__What to work on__:
Pictures aside, return every line below exactly as written.

◇ ◇ ◇ ◇ ◇ ◇ ◇

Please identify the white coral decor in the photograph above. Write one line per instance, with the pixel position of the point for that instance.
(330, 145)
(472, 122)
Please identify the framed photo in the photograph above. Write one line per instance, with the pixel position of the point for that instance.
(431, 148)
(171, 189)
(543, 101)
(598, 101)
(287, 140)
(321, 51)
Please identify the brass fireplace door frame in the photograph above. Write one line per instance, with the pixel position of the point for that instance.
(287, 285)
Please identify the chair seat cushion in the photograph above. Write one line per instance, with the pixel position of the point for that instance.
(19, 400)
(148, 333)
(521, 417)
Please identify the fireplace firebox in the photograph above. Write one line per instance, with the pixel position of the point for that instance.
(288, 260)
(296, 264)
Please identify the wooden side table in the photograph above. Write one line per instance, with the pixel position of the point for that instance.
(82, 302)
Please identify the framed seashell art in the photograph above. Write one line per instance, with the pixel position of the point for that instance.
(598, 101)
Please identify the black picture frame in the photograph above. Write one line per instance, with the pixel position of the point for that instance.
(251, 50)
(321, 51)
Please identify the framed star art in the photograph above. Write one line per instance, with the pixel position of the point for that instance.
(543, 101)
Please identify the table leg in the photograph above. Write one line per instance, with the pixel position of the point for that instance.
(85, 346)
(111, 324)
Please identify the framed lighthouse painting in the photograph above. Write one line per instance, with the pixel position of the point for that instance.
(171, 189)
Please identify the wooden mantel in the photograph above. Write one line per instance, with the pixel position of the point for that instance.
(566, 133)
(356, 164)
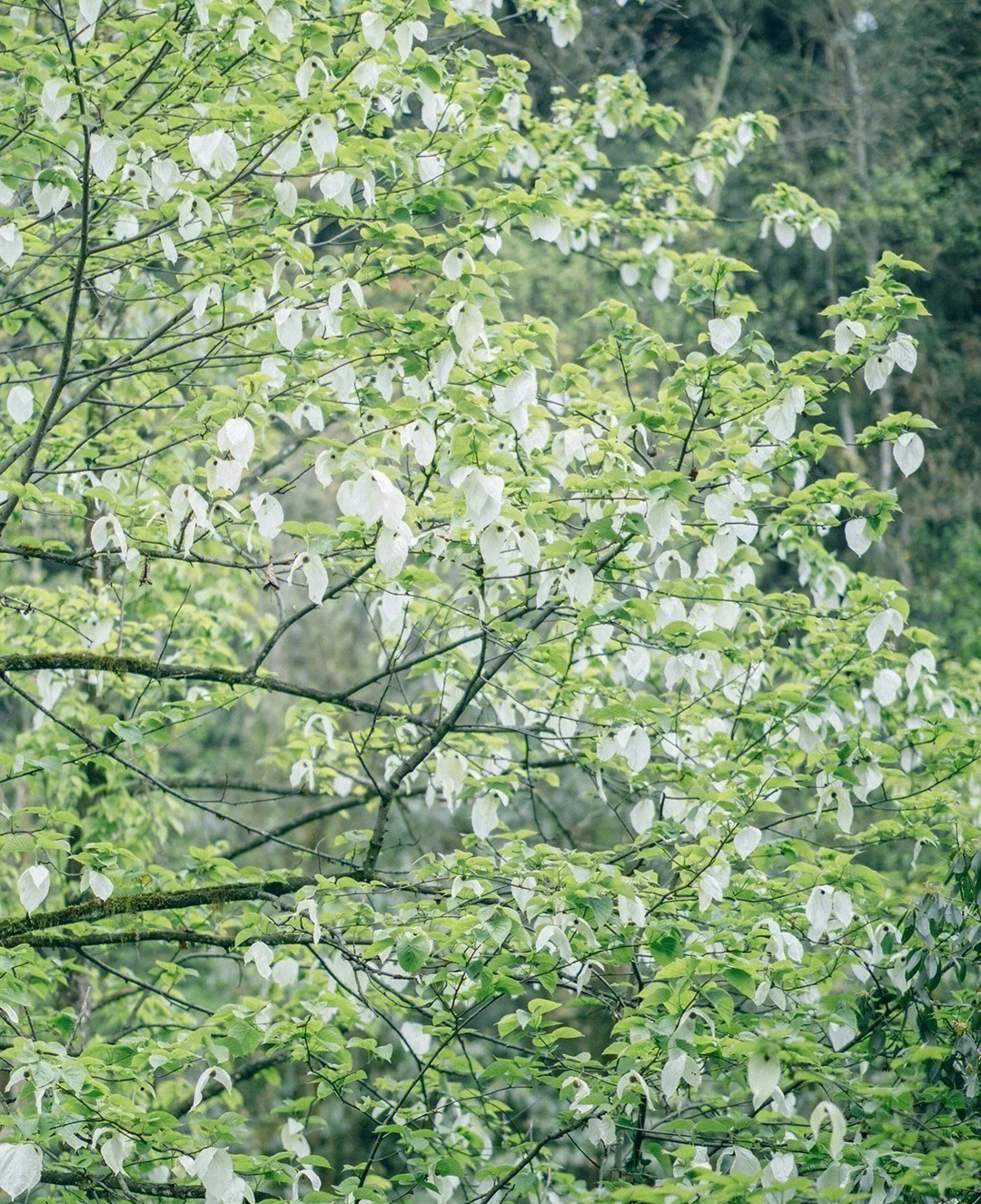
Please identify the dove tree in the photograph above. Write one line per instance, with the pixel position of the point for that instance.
(447, 757)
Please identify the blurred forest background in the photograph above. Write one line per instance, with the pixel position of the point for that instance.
(880, 117)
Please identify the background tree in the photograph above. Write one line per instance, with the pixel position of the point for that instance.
(452, 755)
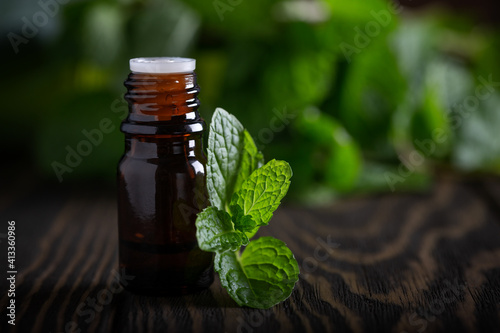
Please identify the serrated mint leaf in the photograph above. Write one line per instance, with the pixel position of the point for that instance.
(225, 149)
(241, 221)
(215, 231)
(261, 193)
(251, 160)
(263, 276)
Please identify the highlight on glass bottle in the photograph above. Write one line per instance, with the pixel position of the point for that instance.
(162, 180)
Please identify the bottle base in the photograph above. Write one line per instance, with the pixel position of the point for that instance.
(159, 284)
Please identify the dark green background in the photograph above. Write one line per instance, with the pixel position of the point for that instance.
(386, 117)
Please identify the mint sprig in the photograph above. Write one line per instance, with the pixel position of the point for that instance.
(244, 193)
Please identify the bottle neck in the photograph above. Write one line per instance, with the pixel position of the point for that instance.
(148, 147)
(162, 104)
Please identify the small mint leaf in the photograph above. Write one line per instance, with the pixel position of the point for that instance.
(261, 194)
(215, 231)
(225, 149)
(251, 159)
(241, 221)
(263, 276)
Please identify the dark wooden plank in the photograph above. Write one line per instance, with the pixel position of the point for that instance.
(393, 263)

◇ ◇ ◇ ◇ ◇ ◇ ◇

__Solution__:
Please identify the white coral decor in the photograph above. Write one line per instance, with the pixel position of the point for that instance.
(330, 145)
(472, 122)
Please identify the framed photo in the photograph above. Write one line per instance, with the pixel position of the point for that instance.
(431, 148)
(171, 189)
(543, 101)
(598, 101)
(287, 140)
(321, 51)
Please identify the brass fireplace door frame in the photograph above. Write one line per instance, with the pixel position of the point for that instance.
(287, 285)
Please identify the chair seat cushion in the photograph above. Write one line per instance, with the pixel position of the point for that instance.
(19, 400)
(148, 333)
(521, 417)
Please identify the fireplace firebox in the photograph above. Write one line per instance, with the pixel position of the point for that instance.
(288, 260)
(296, 264)
Please identify the wooden side table in the photograph above. Write one line per instance, with the pixel position of the point for that instance.
(82, 302)
Please identify the framed seashell art in the photograph above. Write one line per instance, with the pixel position of the point for that instance.
(598, 101)
Please identify the black picture frame in the photograph above. Write one line per instance, with the pixel position of the point for that instance.
(251, 50)
(321, 51)
Please identify the framed star art in the photograph above. Write one line per instance, with the pixel position of the point for that instance.
(543, 101)
Please identify the table leg in the photograph above. Write one line per instance, with the pixel position of the point for that instance.
(85, 346)
(111, 324)
Please identify the framed lighthouse painting in the photograph above. Write one line per instance, with the pixel position of the point for that instance.
(171, 189)
Please identify the wooden mantel in the photograph above. Write one line per instance, with the pixel position of the point for that instance.
(566, 133)
(356, 164)
Please identify the dove tree in the photograph above. Write one line per instance, with the pixel position of the point for that instance.
(447, 757)
Please identify the blurred forest background in the photograph above. Write one line per instance, with the pixel position of the point for that instance.
(880, 117)
Please identify the background tree in the photograph above. Write one line per instance, with the pixel position of the point for that instance.
(452, 755)
Please identify the serrated mint leaf in the photograph above. Write one line per instance, with the pixel position of the point for that instance.
(225, 149)
(241, 221)
(215, 231)
(261, 193)
(251, 160)
(263, 276)
Please identify the highlight on glass bottle in the photograph above. Write one line per instance, with the pixel position of the point for that instance.
(162, 180)
Please identify the bottle base in the photograph above. Write one line per instance, with the pixel position of the point for that instance.
(159, 284)
Please identify the dark green background in the photograph above. Write one line per instance, with the pixel position of the point for that instance.
(386, 117)
Please identify the mint sprig in the photograph above. Write one line per instance, with the pixel position of the point for that instance.
(244, 193)
Please identify the bottle neck in the photograph above. Write one line per instance, with the pixel position of the point for that instance.
(148, 147)
(162, 104)
Please identify the small mint leaf in the photograph above. Write one line per instance, with the pixel position of the point for that instance.
(261, 194)
(215, 231)
(225, 149)
(251, 159)
(241, 221)
(263, 276)
Please identify the dark wooden plank in the photograph above. Write one line per instance, with the pixel position of the point for that instance.
(393, 263)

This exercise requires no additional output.